■ The input ■
╔══

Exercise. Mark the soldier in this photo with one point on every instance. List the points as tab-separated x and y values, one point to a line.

╚══
╔══

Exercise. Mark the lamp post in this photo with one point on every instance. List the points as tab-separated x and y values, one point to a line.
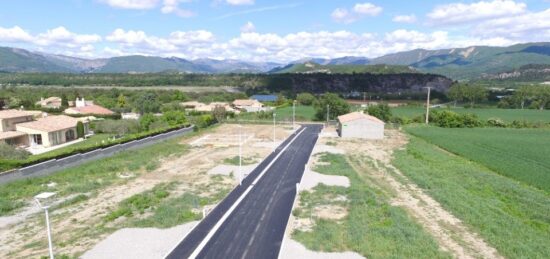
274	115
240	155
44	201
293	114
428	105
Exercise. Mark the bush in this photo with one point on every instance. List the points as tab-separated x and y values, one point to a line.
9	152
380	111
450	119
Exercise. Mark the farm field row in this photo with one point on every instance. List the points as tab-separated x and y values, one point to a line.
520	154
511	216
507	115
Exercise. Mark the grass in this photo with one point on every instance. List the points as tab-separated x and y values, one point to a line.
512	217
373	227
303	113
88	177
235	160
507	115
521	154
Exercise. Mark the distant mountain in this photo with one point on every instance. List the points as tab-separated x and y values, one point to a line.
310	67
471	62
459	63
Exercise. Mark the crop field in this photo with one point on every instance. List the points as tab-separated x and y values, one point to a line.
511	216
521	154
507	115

╚══
╔══

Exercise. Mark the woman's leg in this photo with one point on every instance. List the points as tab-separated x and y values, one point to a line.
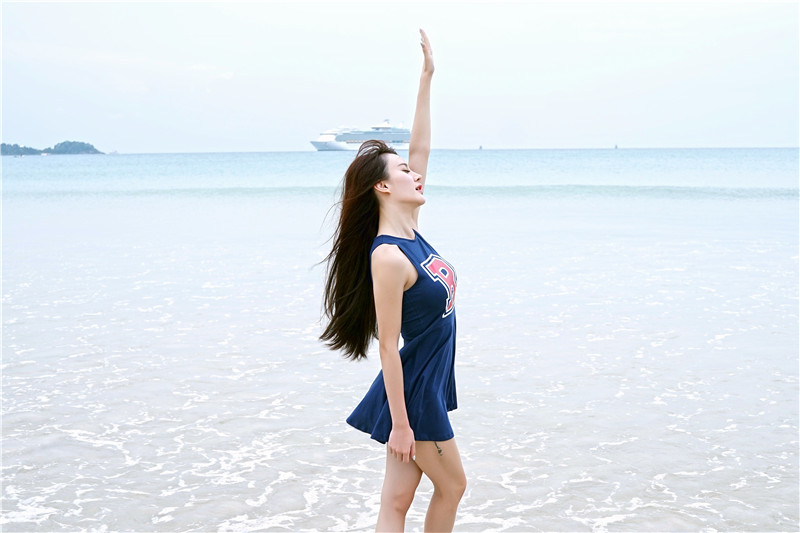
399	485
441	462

╚══

■ Task instructions ■
From the data above, pull out every line that contains the string "points", matching case exactly.

■ Output below ■
Exercise. Mark the soldier in this photo with one point on every instance. List the points as tab-separated x and y values, one point to a line.
Exercise. Mark the lamp post in this photo with one point on every instance. List the points as tab-separated x and y values, one point to a line.
Exercise. Mark the bush in this photo with one point on every instance. List the points as tab-separated x and y values, one point to a line.
Exercise. Mark the farm field row in this photo with one point on every instance. List the points as tab-separated x and y values, one point to a line.
Exercise. Mark the grass in this photo with one point on every instance. List the points as tab-separated x and y values, one point to a line.
Exercise. Mark the distant mountain in this photo with one point on every instance. List the points as tab-separated x and y values, one point to a line.
Exercise. Mark the crop field in this photo with one point on every instance. List the points as tab-separated x and y values, one point to a line.
Exercise. Mark the woman's leg in this photo with one point on every instance. List the points as tab-separated x and y values, one point to a line.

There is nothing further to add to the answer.